REQUISITI: Mostra, copiandole per intero, tutte le righe qui sotto che contengono la stringa "form". La distinzione tra maiuscole e minuscole conta.

Una sequenza di righe:
....................
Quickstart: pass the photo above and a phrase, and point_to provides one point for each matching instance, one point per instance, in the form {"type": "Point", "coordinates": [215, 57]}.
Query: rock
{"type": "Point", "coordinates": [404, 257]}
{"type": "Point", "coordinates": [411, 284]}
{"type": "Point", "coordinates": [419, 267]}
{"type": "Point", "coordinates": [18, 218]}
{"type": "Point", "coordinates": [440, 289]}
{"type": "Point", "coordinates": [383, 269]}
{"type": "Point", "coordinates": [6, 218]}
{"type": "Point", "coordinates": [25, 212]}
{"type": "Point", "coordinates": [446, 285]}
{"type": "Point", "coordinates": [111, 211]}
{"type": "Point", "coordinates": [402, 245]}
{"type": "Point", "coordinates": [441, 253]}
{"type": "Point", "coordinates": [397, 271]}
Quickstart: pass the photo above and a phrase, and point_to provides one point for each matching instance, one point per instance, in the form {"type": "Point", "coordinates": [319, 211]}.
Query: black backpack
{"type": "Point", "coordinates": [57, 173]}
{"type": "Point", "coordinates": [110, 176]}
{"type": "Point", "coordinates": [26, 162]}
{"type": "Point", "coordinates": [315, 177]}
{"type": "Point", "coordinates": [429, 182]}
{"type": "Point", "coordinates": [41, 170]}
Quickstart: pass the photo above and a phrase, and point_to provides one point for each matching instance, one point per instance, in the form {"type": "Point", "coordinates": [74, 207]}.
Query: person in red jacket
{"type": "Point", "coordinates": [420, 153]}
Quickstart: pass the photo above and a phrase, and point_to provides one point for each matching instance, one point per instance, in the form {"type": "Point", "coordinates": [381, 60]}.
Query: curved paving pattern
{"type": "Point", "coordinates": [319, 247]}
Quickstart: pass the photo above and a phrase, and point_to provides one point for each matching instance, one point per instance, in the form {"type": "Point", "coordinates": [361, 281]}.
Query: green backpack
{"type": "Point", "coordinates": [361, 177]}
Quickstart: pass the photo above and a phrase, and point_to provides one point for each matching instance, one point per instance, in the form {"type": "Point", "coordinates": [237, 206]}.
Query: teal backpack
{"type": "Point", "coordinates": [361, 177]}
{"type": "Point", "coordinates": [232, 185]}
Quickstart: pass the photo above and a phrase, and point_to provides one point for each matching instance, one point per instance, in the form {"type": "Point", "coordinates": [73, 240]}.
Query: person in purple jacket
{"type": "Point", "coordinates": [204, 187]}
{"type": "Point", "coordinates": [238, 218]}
....................
RISULTATO:
Quickstart: pass the photo above and a phrase, and point_to provides one point for each matching instance, one point per instance, in the form {"type": "Point", "coordinates": [215, 57]}.
Quickstart: pass the photo above and a phrase, and point_to provides one point for each matching instance, one point per instance, in the form {"type": "Point", "coordinates": [319, 211]}.
Quickstart: pass the photo above and a phrase, and point_to provides one point for each matching instance, one point per instance, in the form {"type": "Point", "coordinates": [74, 207]}.
Quickstart: pass the photo above and a phrase, and point_to provides one point for each matching instance, one point per instance, in the form {"type": "Point", "coordinates": [381, 60]}.
Quickstart: pass the photo above and a phrase, and point_to provides one point for each matching instance, one point per instance, in the form {"type": "Point", "coordinates": [361, 281]}.
Quickstart: pass the photo above and a phrase, and point_to provides one point for each matching instance, one point per instance, in the form {"type": "Point", "coordinates": [237, 206]}.
Quickstart: pass the photo above and a phrase, and point_to provides one point for each matching instance, one point per instance, in the form {"type": "Point", "coordinates": [73, 240]}.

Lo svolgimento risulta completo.